■ Work request ■
Copy out verbatim the lines that begin at the one containing "Produce a pixel-accurate" and continue through the one containing "rough mask: <svg", including both of those lines.

--- Source data Enclosed Below ---

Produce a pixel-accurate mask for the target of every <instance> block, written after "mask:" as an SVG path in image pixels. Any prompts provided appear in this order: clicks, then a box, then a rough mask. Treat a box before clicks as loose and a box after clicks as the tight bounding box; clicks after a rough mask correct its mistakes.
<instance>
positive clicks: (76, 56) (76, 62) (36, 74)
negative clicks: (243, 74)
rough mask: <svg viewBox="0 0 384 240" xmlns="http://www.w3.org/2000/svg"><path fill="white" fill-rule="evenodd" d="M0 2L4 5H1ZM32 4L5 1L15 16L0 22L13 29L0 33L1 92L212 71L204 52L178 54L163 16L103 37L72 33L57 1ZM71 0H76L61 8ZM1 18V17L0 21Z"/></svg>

--- End of Enclosed Source data ---
--- Source data Enclosed Below ---

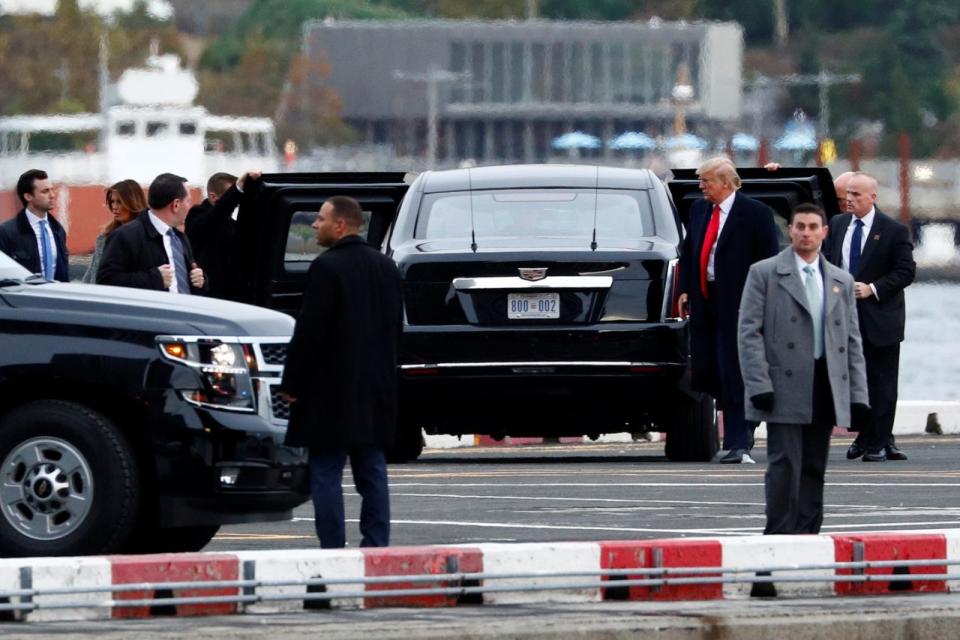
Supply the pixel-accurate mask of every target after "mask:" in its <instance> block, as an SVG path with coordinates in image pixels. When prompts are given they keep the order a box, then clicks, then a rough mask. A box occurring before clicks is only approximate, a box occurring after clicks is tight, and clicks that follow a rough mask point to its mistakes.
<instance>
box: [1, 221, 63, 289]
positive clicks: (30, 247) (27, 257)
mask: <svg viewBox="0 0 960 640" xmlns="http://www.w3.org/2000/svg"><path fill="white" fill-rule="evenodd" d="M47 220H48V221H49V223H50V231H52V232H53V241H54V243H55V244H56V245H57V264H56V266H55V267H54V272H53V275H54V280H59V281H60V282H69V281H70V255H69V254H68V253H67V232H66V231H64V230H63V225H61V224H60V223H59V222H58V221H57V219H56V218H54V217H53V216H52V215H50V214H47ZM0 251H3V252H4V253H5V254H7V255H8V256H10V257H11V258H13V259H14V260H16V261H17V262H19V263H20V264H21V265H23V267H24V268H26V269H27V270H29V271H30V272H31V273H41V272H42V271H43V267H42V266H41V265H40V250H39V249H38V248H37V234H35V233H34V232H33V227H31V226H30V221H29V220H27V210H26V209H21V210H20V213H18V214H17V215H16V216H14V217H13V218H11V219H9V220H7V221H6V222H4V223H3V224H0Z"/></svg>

--- End of Enclosed Source data ---
--- Source data Enclosed Below ---

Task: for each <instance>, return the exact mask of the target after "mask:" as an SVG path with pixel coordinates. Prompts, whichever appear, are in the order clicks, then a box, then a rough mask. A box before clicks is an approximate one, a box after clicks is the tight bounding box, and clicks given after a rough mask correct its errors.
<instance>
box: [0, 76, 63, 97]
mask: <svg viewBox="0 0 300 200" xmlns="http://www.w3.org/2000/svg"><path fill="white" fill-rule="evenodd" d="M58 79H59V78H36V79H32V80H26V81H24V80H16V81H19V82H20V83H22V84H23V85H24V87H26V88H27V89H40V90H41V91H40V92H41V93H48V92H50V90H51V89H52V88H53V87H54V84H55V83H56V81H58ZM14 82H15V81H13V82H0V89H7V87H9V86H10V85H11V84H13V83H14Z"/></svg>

--- End of Enclosed Source data ---

■ Exercise answer ■
Produce a pixel-accurate mask for the target of every <instance> block, written after "mask:" as an SVG path in image pixels. Any prompts provided appear in this order: clicks, then a box, then a rough mask. Treat a box before clicks as loose and a box after clicks as the tight bounding box; clicks after a rough mask correct its mistakes.
<instance>
positive clicks: (76, 56) (76, 62) (36, 74)
negative clicks: (243, 74)
rough mask: <svg viewBox="0 0 384 240" xmlns="http://www.w3.org/2000/svg"><path fill="white" fill-rule="evenodd" d="M0 2L4 5H1ZM32 4L5 1L15 16L0 22L13 29L0 33L1 92L212 71L204 52L178 54L163 16L103 37L72 33L57 1ZM71 0H76L61 8ZM1 18V17L0 21Z"/></svg>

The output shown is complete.